INSTRUCTIONS:
1. Copy out the passage on linking mortgage data with Census Bureau data in full, word for word.
2. Update the records from the line containing "Expected: a point inside each instance of the green" through the line containing "point(739, 249)", replacing "green tree" with "pine tree" and leaving everything else unchanged. Return only those lines.

[begin EXCERPTED TEXT]

Last fall, Urban Institute received funding from the Alfred P. Sloan Foundation to link administrative data on housing with Census Bureau data and make them publicly available to the broader research community. Alanna McCargo, co-director of the Housing Finance Policy Center and principal investigator on the grant said, “our goal for this project was to expand the access, functionality, and availability of research data.”
At the core of the project is the Home Mortgage Disclosure Act (HMDA) data. For more than 40 years, the government has required financial institutions to publicly release all mortgage data, including details about each loan, property, and borrower. In 2015, almost 7,000 institutions released 14.3 million records, making HMDA an invaluable administrative dataset on housing and home ownership.
Despite containing enormous troves of data, HMDA is even more powerful when used in conjunction with the Census Bureau’s American Community Survey (ACS), which includes key social, demographic, and economic variables on American people and communities. However, researchers wanting to leverage HMDA data would often spend a lot of time on processing the data and linking it to other data sources. If their efforts are not documented properly, other researchers would have to repeat the same process again in the future.

[end EXCERPTED TEXT]
[begin MATERIAL TO PROCESS]

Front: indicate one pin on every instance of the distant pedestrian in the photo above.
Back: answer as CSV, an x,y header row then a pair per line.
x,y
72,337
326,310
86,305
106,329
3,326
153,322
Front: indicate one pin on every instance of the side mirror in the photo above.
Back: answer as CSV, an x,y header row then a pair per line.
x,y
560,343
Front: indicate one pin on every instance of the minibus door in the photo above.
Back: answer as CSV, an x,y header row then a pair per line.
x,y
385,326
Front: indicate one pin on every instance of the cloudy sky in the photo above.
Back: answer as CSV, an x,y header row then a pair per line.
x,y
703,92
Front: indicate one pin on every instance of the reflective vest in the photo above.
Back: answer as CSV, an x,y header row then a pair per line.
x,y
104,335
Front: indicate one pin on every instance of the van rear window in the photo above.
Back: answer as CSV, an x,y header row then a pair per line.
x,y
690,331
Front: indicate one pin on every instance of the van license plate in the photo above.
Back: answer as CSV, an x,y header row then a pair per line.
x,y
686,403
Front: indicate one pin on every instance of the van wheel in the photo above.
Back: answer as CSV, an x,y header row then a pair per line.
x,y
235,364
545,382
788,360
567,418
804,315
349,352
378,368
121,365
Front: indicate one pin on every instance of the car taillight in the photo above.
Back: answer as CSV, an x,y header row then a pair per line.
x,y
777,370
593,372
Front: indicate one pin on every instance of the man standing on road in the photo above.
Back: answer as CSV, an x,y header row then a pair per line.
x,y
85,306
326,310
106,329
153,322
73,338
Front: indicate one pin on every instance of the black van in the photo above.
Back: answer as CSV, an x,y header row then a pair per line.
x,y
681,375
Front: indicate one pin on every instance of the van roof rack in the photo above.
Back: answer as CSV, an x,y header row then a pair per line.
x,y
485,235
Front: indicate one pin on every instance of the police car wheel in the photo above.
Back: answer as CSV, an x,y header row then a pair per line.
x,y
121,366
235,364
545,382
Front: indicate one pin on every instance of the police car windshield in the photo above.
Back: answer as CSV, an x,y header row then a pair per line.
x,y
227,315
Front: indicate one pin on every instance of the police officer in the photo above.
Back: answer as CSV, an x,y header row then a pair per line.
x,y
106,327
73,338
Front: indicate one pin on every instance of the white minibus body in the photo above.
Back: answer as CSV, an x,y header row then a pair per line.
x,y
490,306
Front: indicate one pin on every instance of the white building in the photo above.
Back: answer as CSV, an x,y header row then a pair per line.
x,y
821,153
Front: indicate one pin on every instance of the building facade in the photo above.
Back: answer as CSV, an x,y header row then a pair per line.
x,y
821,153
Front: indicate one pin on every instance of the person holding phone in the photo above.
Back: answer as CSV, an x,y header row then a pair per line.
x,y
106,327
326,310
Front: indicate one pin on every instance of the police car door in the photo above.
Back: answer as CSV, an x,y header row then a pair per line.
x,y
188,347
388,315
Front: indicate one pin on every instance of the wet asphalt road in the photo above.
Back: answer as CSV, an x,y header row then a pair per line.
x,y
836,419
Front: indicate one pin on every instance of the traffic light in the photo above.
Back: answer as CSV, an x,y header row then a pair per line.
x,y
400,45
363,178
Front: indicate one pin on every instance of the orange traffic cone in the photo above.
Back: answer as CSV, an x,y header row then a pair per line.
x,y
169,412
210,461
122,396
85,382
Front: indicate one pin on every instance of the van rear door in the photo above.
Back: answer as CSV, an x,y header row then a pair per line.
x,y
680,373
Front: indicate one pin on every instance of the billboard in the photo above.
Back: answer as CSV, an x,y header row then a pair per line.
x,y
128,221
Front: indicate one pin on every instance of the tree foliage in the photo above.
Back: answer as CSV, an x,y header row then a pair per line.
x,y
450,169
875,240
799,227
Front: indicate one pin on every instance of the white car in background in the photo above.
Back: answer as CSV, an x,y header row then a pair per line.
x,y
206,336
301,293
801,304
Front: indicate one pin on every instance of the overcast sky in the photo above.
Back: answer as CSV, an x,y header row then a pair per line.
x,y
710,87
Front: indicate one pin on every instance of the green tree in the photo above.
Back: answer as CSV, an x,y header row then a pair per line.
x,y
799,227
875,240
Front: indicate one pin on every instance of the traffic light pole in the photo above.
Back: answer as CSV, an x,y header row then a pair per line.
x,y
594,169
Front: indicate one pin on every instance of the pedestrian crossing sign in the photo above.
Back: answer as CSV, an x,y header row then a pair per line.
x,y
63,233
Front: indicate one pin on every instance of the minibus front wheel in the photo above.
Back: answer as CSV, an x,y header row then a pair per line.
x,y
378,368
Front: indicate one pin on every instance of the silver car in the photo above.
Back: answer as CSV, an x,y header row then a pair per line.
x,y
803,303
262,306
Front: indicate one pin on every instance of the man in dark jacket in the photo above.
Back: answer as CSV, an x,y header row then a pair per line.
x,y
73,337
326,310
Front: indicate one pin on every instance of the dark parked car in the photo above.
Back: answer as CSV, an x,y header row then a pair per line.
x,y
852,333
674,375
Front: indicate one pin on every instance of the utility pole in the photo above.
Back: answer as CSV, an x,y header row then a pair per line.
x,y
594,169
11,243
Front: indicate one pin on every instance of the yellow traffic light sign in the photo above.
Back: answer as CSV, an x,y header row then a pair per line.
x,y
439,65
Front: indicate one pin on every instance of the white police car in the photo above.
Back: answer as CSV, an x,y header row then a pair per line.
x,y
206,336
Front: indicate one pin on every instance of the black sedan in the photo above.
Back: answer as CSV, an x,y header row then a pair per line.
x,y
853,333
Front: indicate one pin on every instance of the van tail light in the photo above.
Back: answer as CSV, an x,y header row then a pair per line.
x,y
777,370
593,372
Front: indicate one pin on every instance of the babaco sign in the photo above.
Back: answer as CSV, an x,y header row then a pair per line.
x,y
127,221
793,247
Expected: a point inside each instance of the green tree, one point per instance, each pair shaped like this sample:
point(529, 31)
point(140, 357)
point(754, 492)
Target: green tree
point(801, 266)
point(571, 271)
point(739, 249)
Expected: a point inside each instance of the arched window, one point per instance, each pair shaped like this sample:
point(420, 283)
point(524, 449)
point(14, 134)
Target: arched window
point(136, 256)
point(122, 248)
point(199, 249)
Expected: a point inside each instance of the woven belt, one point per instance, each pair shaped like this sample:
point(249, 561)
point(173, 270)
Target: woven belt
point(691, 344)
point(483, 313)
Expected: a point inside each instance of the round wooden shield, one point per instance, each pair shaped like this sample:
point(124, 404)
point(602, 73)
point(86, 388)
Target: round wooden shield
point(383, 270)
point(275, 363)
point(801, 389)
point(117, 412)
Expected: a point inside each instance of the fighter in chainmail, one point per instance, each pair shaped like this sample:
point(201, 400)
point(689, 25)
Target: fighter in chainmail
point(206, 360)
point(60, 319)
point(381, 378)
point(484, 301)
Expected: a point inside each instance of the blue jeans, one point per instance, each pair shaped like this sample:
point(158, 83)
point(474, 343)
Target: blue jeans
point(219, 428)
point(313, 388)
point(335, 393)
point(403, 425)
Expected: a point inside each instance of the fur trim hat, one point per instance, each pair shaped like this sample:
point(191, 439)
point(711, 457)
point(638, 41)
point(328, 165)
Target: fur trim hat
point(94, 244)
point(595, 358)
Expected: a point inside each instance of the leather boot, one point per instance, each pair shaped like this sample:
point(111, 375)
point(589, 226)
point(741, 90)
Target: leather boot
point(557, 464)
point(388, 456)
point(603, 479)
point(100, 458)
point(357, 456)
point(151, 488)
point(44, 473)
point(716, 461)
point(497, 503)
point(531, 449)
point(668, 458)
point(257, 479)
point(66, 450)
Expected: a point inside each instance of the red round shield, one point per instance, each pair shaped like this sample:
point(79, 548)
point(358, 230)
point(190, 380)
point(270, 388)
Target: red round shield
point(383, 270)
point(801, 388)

[end MATERIAL TO PROCESS]

SOLUTIONS IN ORDER:
1.
Last fall, Urban Institute received funding from the Alfred P. Sloan Foundation to link administrative data on housing with Census Bureau data and make them publicly available to the broader research community. Alanna McCargo, co-director of the Housing Finance Policy Center and principal investigator on the grant said, “our goal for this project was to expand the access, functionality, and availability of research data.”
At the core of the project is the Home Mortgage Disclosure Act (HMDA) data. For more than 40 years, the government has required financial institutions to publicly release all mortgage data, including details about each loan, property, and borrower. In 2015, almost 7,000 institutions released 14.3 million records, making HMDA an invaluable administrative dataset on housing and home ownership.
Despite containing enormous troves of data, HMDA is even more powerful when used in conjunction with the Census Bureau’s American Community Survey (ACS), which includes key social, demographic, and economic variables on American people and communities. However, researchers wanting to leverage HMDA data would often spend a lot of time on processing the data and linking it to other data sources. If their efforts are not documented properly, other researchers would have to repeat the same process again in the future.

2.
Expected: a point inside each instance of the pine tree, one point per instance, each pair shaped like this sample:
point(529, 31)
point(140, 357)
point(754, 492)
Target: pine tree
point(801, 266)
point(571, 271)
point(739, 249)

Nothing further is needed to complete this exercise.